═══ DATA FOR THE TASK

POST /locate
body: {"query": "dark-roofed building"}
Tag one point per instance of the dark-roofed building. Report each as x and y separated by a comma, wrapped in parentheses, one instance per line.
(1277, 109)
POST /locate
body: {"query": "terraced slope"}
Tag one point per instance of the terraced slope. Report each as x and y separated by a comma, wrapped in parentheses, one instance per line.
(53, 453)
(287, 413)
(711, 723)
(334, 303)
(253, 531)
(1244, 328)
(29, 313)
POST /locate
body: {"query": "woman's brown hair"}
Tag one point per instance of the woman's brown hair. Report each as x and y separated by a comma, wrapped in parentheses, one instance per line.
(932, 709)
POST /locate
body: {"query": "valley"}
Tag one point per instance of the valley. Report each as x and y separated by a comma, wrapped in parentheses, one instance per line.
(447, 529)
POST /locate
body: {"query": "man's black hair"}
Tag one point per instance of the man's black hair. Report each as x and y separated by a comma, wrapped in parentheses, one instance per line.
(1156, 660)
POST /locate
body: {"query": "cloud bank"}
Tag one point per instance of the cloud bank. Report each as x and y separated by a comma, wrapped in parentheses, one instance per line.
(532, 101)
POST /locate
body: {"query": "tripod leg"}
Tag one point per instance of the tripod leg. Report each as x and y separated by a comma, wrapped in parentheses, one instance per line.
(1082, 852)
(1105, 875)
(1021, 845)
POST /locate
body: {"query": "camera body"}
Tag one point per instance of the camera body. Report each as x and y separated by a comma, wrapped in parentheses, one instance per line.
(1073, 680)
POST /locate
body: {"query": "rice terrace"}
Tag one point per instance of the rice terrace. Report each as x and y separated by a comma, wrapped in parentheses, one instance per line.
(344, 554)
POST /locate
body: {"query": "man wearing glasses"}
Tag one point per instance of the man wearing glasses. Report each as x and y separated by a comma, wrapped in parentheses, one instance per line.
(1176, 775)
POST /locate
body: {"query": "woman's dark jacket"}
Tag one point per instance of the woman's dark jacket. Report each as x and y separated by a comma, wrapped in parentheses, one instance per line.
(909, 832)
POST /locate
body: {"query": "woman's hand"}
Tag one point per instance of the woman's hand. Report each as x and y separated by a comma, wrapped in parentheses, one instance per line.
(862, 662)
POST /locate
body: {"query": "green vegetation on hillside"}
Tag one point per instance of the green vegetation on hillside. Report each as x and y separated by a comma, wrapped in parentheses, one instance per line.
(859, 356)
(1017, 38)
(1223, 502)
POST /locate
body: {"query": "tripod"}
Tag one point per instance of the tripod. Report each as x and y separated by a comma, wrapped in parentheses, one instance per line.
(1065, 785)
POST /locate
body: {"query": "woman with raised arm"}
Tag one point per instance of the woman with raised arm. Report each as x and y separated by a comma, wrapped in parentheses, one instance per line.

══════

> ASSIGNMENT
For this exercise, copy all of the material exactly as it stands.

> RESULT
POST /locate
body: {"query": "dark-roofed building"}
Tag one point per instance of the dark-roofed building. Report each as x and y separated by a comma, wrapped in parentheses, one instance per line.
(1277, 109)
POST /locate
body: {"query": "terraced slope"}
Tag one point per instance of the terraced slope. Report each as x and y separated by a comma, wrapped in parentheses, one instance per line.
(53, 453)
(287, 413)
(711, 723)
(334, 303)
(253, 531)
(1244, 328)
(29, 313)
POST /locate
body: {"query": "woman's brown hair"}
Tag one point per instance of the woman's brown hair. Report each as x and y separated by a comma, wrapped in parentheses, one instance per line.
(932, 709)
POST /locate
body: {"query": "valley"}
Tag one point per instance of the valley. Report each as x and y separated by a comma, wrapped in parentheses, one instance per line.
(447, 529)
POST /locate
body: {"query": "man's black hair"}
Tag one point per instance of the man's black hair. Report each as x and y separated by a comma, wrapped in parentheses, one instance per line.
(1156, 660)
POST /locate
body: {"query": "cloud bank"}
Tag one point per instance of the cloud bank. Report each as x and y separated by a comma, wrapped in parentheses, one instance per line.
(532, 101)
POST /locate
body: {"query": "tripod leg"}
Tag one point per instance of the tripod leg. Report each as x and y separated by a comma, wrapped in parentheses, one instance per line.
(1082, 852)
(1105, 875)
(1021, 845)
POST /locate
body: {"query": "camera body"}
Tag one point per instance of the camera body. Report each as x and y separated by a comma, wrapped in parentheses, one instance per line.
(1073, 680)
POST /locate
body: {"query": "rice terrace"}
Tag one point per instance of the rice terrace. Report each as x and y separated by a comma, wrapped in parentheses, one instance per line.
(344, 554)
POST /locate
body: {"query": "man wearing glasses"}
Tag one point per instance of the man wearing glasses. Report each as x and y separated by a comma, wrapped in parentheses, one instance per line.
(1176, 775)
POST /locate
body: {"query": "woman's dark jacket"}
Tag one point per instance of the woman's dark jacket. Report each as x and y separated by a comma, wrapped in parentheses, one instance per line.
(909, 832)
POST /locate
body: {"query": "woman's hand"}
Tag one point per instance of the woman's hand. Report each as x and y separated by a comma, wrapped in parentheses, one instance per line.
(862, 662)
POST /locate
body: {"query": "green vegetation on hillside"}
Tag one point per instance of the green vegetation on hillside. Report each as x and y separated by a comma, wrapped in parentheses, one instance per line.
(859, 356)
(1017, 38)
(1223, 502)
POST /locate
body: {"query": "tripod"}
Tag one point per instance of the tripod. Report each as x and y separated by a comma, wrapped in parentheses, one instance per line.
(1065, 785)
POST /locate
body: {"query": "woman with raised arm"}
Tag one point per instance of the woman with raised arm. Report each as x and y separated by a comma, wrapped in parentheses, one instance per line.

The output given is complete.